-- Begin INFORMATION GIVEN --

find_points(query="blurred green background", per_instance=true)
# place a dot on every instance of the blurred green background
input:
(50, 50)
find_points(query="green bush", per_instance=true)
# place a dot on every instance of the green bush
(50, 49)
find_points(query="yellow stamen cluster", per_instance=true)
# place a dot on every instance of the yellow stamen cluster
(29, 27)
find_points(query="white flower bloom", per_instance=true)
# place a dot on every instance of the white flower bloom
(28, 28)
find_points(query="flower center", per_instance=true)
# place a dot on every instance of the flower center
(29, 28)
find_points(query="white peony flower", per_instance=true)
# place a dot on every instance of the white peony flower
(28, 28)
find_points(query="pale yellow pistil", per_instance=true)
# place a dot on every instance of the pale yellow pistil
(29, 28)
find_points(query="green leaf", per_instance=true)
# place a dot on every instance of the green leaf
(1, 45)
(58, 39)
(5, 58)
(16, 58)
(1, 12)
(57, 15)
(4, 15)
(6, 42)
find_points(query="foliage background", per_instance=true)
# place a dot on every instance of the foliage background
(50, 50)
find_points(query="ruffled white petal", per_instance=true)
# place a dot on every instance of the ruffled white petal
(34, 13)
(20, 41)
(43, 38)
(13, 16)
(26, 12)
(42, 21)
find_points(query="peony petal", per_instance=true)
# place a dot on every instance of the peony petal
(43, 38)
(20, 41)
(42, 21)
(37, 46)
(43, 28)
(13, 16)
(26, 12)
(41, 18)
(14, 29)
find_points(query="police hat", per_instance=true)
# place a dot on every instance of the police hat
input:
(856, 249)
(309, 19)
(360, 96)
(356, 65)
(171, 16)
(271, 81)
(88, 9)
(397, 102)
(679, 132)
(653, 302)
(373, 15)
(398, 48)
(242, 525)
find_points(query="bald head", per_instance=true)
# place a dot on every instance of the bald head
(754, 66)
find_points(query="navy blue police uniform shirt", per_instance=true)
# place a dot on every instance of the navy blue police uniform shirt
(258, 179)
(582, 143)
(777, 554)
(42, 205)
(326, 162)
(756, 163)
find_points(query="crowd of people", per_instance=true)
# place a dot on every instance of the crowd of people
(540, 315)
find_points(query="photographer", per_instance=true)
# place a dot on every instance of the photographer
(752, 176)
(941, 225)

-- End INFORMATION GIVEN --

* _WHAT THIS TASK INVOLVES_: Write out every entry again exactly, please, with nothing missing.

* _EXERCISE SOLUTION_:
find_points(query="blurred green background", per_instance=true)
# place a dot on every instance of the blurred green background
input:
(50, 50)
find_points(query="green bush", per_instance=true)
# place a dot on every instance of the green bush
(50, 49)
find_points(query="yellow stamen cluster", per_instance=true)
# place a dot on every instance of the yellow stamen cluster
(29, 27)
find_points(query="white flower bloom", per_instance=true)
# place a dot on every instance of the white flower bloom
(28, 28)
find_points(query="flower center", per_instance=true)
# place a dot on every instance of the flower center
(29, 28)
find_points(query="white peony flower", per_instance=true)
# place a dot on every instance of the white peony flower
(28, 28)
find_points(query="pale yellow pistil", per_instance=true)
# place a dot on every instance of the pale yellow pistil
(29, 28)
find_points(query="green leaf", per_instance=true)
# place a dot on every instance of the green leaf
(1, 45)
(58, 39)
(5, 58)
(16, 58)
(1, 12)
(57, 15)
(4, 15)
(6, 42)
find_points(query="foliage background", per_instance=true)
# place a dot on every instance of the foliage background
(50, 50)
find_points(query="ruffled white petal", per_instance=true)
# place a dot on every instance of the ruffled white petal
(34, 13)
(20, 41)
(43, 38)
(13, 16)
(26, 12)
(42, 21)
find_points(query="peony petal", per_instance=true)
# place a dot on every instance of the peony petal
(43, 38)
(20, 41)
(42, 21)
(37, 46)
(43, 28)
(13, 16)
(26, 12)
(41, 18)
(14, 29)
find_points(query="police hat", per_instance=true)
# place a dot on every instance of the police hat
input:
(856, 249)
(309, 19)
(360, 96)
(356, 65)
(171, 16)
(271, 81)
(88, 9)
(397, 102)
(679, 132)
(653, 302)
(373, 15)
(398, 48)
(242, 525)
find_points(query="bald head", per_instance=true)
# place a dot on every instance of the bald head
(754, 66)
find_points(query="navy blue police uniform shirt", per_instance=true)
# place a dot on every instance of the navy blue police uniform shirt
(258, 179)
(582, 143)
(777, 554)
(42, 205)
(326, 162)
(756, 163)
find_points(query="crowd of people", per_instance=true)
# place a dot on every instance of the crowd of people
(540, 315)
find_points(query="photographer", per_instance=true)
# place a dot on every instance of the photographer
(752, 176)
(941, 225)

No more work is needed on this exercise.